## Exercises
1. In the thread about the Greek word μόρτες, which English word does apmoy70 give as the meaning of μόρτης?
2. List each distinct username that posts in the thread about the word μόρτες.
3. Carry on the forum thread about the word μόρτες from its final line.

## Reading passage

# οι μόρτες



## Ben Jamin

Hello again,
I would like to ask the meaning of "*μόρτες"*.
I have tried different dictionaries, and the translations are very unclear. The origin of the word has been explained as coming from a name for people that were immune to the pest disease, but what the word can mean in this context?:
*Στις μισάνοιχτες τις πόρτες
στις παλιές ανηφοριές
τραγουδούν τα βράδια οι μόρτες            
κάποιες τους παλικαριές*

And what is the connection between* μόρτες  *and* παλικαριές*? Are they the same group of persons?


----------



## apmoy70

Hi Ben Jamin, there's an older thread discussing μόρτης, here.

PS: Glad you're interested in rembetika


----------



## Ben Jamin

apmoy70 said:


> Hi Ben Jamin, there's an older thread discussing μόρτης, here.
> 
> PS: Glad you're interested in rembetika


Thanks for the thread, but it is about etymology of the word, while I'm interested what the word means in the given context. 
Are they "brave men" (something similar to παλικαρι)? But why mentioning παλικαρι in the same sentence then?


----------



## velisarius

Are you having trouble parsing it? 
*
τα βράδια, οι μόρτες τραγουδούν κάποιες παλικαριές τους*

In the evening, these guys sing about some of their brave deeds.


----------



## apmoy70

Μόρτης is spiv. Παλικαριά is almost always used with irony when related to μόρτης.


----------



## jcot05

Hi Ben Jamin,

I think you mistook τις παλικαριές for τα παλικάρια.
Here it's indeed the first one that is used (as translated by velisarius) : παλικαριά - Ελληνοαγγλικό Λεξικό WordReference.com


----------



## Ben Jamin

apmoy70 said:


> Μόρτης is spiv. Παλικαριά is almost always used with irony when related to μόρτης.

Data excerpts
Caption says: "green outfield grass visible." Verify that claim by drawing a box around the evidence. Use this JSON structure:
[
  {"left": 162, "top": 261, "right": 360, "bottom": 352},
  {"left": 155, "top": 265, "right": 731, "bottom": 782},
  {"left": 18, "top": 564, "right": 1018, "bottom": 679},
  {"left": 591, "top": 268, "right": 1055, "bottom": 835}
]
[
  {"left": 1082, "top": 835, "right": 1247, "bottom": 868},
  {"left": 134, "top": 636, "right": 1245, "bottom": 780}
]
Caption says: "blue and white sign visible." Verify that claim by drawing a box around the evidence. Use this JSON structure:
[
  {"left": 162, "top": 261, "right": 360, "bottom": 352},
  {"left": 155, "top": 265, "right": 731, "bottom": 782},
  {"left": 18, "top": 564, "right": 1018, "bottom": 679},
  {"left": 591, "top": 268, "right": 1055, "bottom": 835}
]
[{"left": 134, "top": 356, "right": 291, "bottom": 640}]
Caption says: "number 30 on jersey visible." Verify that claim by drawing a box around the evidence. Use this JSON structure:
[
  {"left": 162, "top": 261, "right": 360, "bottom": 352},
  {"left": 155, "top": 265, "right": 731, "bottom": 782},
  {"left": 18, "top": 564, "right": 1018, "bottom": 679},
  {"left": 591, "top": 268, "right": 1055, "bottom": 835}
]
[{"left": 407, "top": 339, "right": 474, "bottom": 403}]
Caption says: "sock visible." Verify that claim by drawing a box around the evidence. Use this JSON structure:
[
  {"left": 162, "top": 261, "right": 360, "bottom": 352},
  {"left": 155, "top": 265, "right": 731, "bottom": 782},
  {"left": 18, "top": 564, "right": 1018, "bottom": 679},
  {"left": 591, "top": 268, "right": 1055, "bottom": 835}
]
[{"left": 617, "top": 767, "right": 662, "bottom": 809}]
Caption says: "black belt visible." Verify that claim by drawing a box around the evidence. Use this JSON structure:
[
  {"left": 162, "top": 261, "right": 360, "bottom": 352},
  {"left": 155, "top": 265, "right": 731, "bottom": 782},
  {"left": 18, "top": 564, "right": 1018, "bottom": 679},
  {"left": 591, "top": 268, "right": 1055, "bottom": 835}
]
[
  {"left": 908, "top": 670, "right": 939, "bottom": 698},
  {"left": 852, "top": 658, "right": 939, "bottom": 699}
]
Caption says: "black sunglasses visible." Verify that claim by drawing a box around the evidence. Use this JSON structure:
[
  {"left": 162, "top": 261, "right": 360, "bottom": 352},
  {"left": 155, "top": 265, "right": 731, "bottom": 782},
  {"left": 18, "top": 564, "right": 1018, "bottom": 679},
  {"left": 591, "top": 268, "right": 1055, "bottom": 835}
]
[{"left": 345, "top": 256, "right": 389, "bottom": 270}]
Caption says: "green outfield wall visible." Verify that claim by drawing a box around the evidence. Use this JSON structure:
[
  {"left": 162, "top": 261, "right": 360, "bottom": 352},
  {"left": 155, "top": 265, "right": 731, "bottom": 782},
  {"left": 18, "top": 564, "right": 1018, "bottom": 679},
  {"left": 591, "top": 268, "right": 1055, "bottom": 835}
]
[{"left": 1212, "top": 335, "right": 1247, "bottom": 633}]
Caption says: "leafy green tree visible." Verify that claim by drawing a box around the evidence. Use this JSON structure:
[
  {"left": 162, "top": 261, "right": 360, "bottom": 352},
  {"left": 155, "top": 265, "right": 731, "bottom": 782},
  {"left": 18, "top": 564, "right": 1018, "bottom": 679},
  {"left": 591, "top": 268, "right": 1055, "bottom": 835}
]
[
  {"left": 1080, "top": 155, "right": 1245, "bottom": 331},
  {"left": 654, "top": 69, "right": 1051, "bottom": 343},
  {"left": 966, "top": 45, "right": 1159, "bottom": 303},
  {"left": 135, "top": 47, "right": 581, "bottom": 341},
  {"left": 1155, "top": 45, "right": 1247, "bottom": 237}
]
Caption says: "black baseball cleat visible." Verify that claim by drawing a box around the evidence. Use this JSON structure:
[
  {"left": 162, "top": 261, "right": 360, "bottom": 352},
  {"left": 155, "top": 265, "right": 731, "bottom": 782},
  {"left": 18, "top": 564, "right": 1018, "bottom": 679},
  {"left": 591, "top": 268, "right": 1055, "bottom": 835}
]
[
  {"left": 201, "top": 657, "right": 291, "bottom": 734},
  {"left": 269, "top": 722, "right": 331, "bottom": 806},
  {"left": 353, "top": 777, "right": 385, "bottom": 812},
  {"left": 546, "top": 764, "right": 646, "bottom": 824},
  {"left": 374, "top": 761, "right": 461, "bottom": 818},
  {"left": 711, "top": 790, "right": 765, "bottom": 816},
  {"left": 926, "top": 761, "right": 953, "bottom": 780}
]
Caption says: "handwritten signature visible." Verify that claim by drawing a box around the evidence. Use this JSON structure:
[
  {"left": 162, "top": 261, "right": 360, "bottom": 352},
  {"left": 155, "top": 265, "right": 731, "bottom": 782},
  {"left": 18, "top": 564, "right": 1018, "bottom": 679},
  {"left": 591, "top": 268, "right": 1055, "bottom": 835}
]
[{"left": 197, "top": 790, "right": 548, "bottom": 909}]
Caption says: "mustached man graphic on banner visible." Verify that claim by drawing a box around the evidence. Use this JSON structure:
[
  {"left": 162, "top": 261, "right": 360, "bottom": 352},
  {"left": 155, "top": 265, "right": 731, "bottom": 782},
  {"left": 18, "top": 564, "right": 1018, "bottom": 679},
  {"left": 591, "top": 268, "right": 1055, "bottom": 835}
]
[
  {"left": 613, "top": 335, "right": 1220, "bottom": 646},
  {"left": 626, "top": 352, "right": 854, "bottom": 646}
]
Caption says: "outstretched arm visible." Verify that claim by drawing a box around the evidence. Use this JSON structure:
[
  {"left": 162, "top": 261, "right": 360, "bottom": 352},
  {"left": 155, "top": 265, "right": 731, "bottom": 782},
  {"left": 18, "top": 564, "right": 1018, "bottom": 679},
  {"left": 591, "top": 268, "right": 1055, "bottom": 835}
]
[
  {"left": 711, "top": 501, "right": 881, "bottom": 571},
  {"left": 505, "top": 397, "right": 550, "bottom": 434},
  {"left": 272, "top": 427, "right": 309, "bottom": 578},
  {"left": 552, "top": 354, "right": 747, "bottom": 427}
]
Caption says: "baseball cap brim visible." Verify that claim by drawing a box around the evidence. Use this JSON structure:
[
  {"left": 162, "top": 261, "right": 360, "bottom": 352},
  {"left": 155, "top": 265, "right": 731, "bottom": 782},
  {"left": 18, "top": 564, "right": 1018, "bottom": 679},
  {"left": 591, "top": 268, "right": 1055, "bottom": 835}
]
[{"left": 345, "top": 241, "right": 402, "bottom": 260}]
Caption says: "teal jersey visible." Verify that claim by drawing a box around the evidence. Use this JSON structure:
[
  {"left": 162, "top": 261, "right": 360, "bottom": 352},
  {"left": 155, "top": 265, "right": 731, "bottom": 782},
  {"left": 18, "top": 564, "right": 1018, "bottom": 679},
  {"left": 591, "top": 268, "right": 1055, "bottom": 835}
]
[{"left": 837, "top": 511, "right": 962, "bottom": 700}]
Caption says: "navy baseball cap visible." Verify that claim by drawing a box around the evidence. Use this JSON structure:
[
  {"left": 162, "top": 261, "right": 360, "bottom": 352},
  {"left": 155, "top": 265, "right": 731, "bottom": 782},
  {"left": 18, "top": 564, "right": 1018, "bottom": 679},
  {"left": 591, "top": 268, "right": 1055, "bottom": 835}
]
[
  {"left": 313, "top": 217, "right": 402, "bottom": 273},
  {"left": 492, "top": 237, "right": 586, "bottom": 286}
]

## Results of the tasks
1. Spiv.

2. Ben Jamin, apmoy70, velisarius, jcot05

3.
I found the Word "spiv" in a dictionary. Never heard or seen it before. I am surprised that somebody writes a song about such negatively connotated people. Do *οι μόρτες* have any romantic about them?


----------



## apmoy70

Ben Jamin said:


> I found the Word "spiv" in a dictionary. Never heard or seen it before. I am surprised that somebody writes a song about such negatively connotated people. Do *οι μόρτες* have any romantic about them?


It's true that μόρτης is the petty criminal with many negatives, yet in rembetika the composer usually extolls his sharp-wittedness, straightforwardness, and especially his relation to the ladies.
It's the general attitude towards life of the μόρτης that's praised, the μόρτης *«ξηγιέται μόρτικα κι αλανιάρικα*»* (sic) [k͡siˈʝe.te ˈmɔr.ti.ka ca.laˈɲa.ɾi.ka] --> _(he) behaves straightforwardly and cheeky_.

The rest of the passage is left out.